* Text shown *
+===+
Are you one of those people who are sure that in the year 2050 most databases will be using the relational model and the SQL language? If not, this article is for you.
What is wrong with the relational model and why don't I like SQL?
Well the model does not seem to be bad and the language is good. However FORTRAN also worked very well. Why then develop other languages like C and C++? FORTRAN gurus probably believed that it was nonsense and called those working on new languages idiots. FORTRAN is well suited for math applications however it does not fare well for developing applications with advanced GUI. It worked well in character based screen environments but the interface has changed since the IBM370 times.
I think that somewhat the same situation is happening with relational databases. The relational model works well with the documents that came to computer world from being paper based. In the pre-computer era those documents were kept on cards or paper based tables. Such tables were often based on fixed number of columns and variable number of rows. The same paradigm was transferred to computers. Obviously E.F. Codd made a great contribution since he developed the mathematical foundation on which processing of such information is based. Operations on tables produce another table. That is all wonderful, but the shape of the table was still the same. I do not want to say that hierarcical or network models of data existing at the same time were better than the relational one. The relational model is an excellent match for financial application, however this model puts strong restrictions on the way the data can be organized. Representation of all information in relational form is not always possible and can be very artificial at best.
Let's take a table from a relational database, but tweak the relational paradigm a little bit and see what will happen:
One of the cornerstones of the relational model is atomicity of the field. But why can the field not be a structure? Let's say that this is possible. In that case the fields of that structure could be structures themselves. Looks like the field has acquired hierarchy and the table got another dimension. Such structuring of the information allows retrieval of all information about the object in one call.
C/C++ has a very powerful concept called pointers. A pointer does not itself hold value but points to the location where the value is held. In case of databases the pointer should point to the location of the information. This pointer is not the common key field that joins two relational tables. The key as it is does not exist. The pointer is resembles a link from one web page to another one.
The pointer holds the value of a unique identifier that can be translated to the address of the record. Therefore each record must have a unique identifier. We can retrieve information from another table using the pointer. The pointer links a field in one record and a record in another (or the same) table. When retrieving the information by pointer there is no need for a search, so the access rate is faster.
Let's move further. Why must the number of fields in different records be the same? Suppose some information is the same for every record but we also give each record some individuality. Actually the same goal can be achieved in the relational model but it will require creation of one extra table per new field. In our case we will extend our definition of record - the record will have constant set of fields with any regular relational table plus variable set of fields that we will call properties.
There is one more suggestion. Why should any particular field have the same type in each row of the table? Why can't the field hold its own definition? Whether the field is atomic or a structure, it can hold its own definitions.
One of the very important changes in the approach to programming during last 10-15 years was wide acceptance of object-oriented languages. I think that simple translation of that paradigm to the world of databases did not prove itself but there are some qualities that we can still borrow. The main building block of any object-oriented language is a class, which is roughly a set of data and methods that work with that data. Add methods (functions) to the data we have been discussing and the result resembles and OO class.
+===+
* Data supplied *
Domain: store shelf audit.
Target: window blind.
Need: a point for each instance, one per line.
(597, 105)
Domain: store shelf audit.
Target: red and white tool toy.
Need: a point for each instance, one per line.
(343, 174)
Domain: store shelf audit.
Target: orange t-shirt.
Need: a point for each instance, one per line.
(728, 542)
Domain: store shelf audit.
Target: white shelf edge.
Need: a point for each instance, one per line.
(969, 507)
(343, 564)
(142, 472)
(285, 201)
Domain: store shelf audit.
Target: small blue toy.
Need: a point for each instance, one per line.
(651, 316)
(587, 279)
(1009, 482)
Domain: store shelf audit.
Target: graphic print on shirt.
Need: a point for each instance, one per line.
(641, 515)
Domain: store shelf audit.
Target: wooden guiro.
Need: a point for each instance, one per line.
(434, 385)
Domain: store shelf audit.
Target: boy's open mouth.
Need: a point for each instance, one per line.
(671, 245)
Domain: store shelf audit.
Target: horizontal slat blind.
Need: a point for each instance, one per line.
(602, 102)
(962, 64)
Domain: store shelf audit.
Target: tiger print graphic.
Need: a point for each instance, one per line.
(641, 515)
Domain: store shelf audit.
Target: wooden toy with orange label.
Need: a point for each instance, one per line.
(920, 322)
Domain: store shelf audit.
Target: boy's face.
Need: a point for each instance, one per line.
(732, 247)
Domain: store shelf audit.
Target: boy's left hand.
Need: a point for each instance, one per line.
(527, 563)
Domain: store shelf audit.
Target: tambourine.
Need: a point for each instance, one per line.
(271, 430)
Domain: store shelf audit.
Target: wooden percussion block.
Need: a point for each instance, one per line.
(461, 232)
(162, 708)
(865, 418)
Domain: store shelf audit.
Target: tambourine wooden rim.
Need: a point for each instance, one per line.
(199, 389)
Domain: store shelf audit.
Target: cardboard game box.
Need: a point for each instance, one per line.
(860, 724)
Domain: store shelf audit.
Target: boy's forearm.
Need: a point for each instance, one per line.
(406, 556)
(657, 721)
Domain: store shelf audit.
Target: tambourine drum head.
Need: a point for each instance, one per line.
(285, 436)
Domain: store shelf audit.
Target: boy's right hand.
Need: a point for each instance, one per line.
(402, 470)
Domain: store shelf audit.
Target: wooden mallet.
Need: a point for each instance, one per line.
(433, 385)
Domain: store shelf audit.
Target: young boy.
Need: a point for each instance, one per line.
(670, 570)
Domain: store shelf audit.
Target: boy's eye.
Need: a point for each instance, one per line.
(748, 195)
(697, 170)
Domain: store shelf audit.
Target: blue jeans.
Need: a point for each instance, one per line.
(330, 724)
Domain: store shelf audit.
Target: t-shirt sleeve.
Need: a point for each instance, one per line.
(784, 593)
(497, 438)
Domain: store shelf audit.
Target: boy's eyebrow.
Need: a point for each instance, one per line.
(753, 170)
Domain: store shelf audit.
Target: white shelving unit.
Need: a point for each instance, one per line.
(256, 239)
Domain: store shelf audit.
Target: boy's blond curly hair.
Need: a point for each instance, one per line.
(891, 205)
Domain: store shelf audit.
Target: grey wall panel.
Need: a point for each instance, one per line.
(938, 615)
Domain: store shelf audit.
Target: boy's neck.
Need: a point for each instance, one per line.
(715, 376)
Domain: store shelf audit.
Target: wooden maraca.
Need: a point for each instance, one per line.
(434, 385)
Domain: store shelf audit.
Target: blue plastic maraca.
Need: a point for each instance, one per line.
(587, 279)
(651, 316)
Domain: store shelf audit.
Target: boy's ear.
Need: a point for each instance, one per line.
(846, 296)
+===+
* Short task 1 *
Name every programming or query language mentioned by name in the article on alternatives to the relational model.
* Short task 2 *
Extend the article on alternatives to the relational model past its final sentence.
The rows have nothing to do with the article on alternatives to the relational model.

* Task output 1 *
SQL, FORTRAN, C, C++

* Task output 2 *
Now our table has a more complicated structure. It still has rows but the rows are of variable length and type. One can see that the relation model is a subset of the one proposed here. It also incorporates features of earlier hierarchical and network database models as well as includes the so-called Entity-Attribute-Value model.
We have one little problem here however. It is not very logical to name such a complex structure as table. I think it would be better to transform the term 'Table' to 'Class' and the term 'Record' to 'Object'.
So what do we finally have here?
1.Class has an arbitrary number of fields and methods.
2.The object (instance of the class) has a constant set of fields defined at the class level and variable set of fields that are pertinent to that particular instance.
3.The field can hold either a value or be a pointer to the object.
4.The field can be atomic or be a structure itself.
5.The structure of the field can be self-describing (holds its own schema)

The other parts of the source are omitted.